Extract every line in the records below that contains the word "bride".
____
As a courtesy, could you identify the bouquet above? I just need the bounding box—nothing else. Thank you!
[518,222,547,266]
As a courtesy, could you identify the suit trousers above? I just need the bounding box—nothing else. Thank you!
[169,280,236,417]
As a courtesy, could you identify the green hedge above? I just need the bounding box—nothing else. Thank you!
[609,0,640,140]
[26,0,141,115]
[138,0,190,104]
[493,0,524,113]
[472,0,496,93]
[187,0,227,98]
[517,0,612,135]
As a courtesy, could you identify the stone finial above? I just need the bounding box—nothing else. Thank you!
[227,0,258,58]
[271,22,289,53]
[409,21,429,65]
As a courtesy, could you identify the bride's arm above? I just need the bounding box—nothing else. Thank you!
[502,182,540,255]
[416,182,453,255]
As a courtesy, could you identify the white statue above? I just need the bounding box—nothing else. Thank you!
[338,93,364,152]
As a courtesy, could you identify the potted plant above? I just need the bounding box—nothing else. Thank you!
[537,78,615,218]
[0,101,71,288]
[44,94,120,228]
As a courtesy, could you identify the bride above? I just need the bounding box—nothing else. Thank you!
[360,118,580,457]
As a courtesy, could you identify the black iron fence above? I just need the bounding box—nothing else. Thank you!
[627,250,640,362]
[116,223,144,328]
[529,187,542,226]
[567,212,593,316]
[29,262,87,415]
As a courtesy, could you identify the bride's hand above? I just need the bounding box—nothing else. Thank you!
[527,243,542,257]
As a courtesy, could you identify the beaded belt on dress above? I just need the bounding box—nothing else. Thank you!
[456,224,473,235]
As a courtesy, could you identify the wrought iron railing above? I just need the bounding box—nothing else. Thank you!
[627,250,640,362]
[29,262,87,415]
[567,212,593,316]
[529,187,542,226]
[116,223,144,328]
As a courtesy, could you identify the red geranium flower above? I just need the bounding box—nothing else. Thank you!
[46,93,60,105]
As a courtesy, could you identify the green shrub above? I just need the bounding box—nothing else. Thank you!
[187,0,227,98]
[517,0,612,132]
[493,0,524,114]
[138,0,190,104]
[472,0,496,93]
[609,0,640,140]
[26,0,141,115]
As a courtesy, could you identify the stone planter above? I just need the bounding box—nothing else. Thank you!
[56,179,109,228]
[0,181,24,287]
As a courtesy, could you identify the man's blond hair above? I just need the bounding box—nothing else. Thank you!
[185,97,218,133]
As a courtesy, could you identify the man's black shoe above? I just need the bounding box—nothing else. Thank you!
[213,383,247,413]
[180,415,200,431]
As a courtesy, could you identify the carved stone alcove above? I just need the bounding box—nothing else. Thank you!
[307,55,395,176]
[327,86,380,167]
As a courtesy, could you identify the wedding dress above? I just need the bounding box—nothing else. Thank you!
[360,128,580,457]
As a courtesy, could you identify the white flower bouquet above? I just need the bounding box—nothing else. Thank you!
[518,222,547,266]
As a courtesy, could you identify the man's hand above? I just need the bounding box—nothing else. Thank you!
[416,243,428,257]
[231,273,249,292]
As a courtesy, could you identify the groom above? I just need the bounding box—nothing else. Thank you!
____
▸ **SOLUTION TO THE EXERCISE**
As a courtesy, could you identify the bride's arm above? I just need the bounding box—nothing else. Thank you!
As a courtesy, could you identify the bride above? I just need the bounding box—nothing else. Thank you!
As a courtesy, could you identify the bride's hand above? I just need the bounding box—nothing else. Thank you!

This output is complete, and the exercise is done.